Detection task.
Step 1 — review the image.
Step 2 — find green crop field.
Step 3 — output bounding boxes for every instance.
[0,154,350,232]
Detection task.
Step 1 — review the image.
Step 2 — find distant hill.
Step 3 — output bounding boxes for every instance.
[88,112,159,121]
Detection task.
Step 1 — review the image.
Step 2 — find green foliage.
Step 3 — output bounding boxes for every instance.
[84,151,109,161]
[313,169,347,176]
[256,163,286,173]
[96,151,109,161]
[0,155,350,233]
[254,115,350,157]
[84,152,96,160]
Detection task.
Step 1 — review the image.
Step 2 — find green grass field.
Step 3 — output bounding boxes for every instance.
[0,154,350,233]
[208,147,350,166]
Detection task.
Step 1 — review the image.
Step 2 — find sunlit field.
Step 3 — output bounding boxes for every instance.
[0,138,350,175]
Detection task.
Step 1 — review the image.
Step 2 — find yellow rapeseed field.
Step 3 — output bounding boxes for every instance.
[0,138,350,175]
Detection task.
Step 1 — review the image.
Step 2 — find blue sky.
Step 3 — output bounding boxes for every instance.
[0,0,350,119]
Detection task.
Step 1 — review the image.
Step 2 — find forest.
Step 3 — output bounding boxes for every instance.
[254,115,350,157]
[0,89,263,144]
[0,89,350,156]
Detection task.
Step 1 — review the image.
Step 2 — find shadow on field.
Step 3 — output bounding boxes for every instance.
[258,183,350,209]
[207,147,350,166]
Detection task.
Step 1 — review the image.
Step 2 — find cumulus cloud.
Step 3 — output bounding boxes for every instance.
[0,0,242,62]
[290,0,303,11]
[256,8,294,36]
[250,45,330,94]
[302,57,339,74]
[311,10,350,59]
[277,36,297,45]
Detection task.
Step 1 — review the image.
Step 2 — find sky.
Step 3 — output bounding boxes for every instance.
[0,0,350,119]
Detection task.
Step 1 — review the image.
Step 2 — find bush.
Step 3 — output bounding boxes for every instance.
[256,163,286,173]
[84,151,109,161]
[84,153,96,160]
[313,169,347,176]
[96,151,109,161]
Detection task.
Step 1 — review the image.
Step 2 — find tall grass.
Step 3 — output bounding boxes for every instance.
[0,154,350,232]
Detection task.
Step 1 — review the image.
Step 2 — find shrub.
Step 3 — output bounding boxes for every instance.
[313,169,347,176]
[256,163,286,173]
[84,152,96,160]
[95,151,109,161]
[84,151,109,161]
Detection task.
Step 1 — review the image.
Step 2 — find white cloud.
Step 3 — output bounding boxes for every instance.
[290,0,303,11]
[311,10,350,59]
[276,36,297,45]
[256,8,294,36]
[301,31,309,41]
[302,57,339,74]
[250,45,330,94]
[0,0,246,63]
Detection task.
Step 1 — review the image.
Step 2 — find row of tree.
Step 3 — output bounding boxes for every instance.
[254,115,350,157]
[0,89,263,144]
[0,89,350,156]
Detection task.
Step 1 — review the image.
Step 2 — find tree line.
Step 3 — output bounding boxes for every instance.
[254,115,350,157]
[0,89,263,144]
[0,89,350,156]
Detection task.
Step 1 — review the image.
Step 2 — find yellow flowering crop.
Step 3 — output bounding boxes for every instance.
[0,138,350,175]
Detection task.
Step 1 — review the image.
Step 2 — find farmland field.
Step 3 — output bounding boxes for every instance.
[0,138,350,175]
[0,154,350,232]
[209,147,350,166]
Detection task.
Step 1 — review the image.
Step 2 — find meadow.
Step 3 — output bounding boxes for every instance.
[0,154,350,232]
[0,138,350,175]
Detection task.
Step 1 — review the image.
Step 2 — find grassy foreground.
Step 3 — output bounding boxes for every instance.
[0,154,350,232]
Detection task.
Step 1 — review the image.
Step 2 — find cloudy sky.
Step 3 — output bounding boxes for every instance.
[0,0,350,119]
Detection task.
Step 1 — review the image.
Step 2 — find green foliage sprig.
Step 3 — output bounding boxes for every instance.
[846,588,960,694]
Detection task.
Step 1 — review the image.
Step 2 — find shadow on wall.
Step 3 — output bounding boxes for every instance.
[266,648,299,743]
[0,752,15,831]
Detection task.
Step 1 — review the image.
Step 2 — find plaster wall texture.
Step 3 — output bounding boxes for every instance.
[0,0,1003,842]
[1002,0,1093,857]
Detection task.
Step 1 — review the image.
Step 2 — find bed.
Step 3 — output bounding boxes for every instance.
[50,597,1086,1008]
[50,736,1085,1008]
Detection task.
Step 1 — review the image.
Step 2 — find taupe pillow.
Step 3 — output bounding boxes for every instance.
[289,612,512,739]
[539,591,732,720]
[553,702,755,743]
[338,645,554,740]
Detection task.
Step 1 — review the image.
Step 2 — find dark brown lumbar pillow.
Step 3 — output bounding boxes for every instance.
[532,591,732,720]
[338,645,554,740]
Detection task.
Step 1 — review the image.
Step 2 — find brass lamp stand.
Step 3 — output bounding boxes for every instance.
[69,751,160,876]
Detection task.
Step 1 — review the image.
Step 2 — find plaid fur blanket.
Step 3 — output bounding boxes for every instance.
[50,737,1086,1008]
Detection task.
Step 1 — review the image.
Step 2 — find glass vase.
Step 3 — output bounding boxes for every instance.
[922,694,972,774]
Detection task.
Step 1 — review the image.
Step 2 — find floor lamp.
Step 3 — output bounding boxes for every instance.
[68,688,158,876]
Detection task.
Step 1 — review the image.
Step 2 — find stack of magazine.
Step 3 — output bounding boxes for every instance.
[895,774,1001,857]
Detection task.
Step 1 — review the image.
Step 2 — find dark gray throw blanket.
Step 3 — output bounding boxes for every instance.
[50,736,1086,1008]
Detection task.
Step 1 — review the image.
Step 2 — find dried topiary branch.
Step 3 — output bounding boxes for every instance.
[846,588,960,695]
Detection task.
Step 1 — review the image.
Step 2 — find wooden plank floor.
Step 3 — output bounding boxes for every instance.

To do: Could you reproduce everything from the start of the listing down to the line containing "[88,112,159,121]", both ends included, keeping the request lines unchanged but multiplying each bounding-box coordinate by 2.6 and rounding to the nearest whole number, with halves rounded up?

Task solution:
Detection task.
Step 1 — review the image.
Step 2 — find green crop field.
Step 3 — output bounding boxes for every instance.
[0,400,910,603]
Detection task.
Step 1 — review the image.
Step 2 — find distant hill.
Step 3 — output bounding boxes for every instance.
[229,291,413,315]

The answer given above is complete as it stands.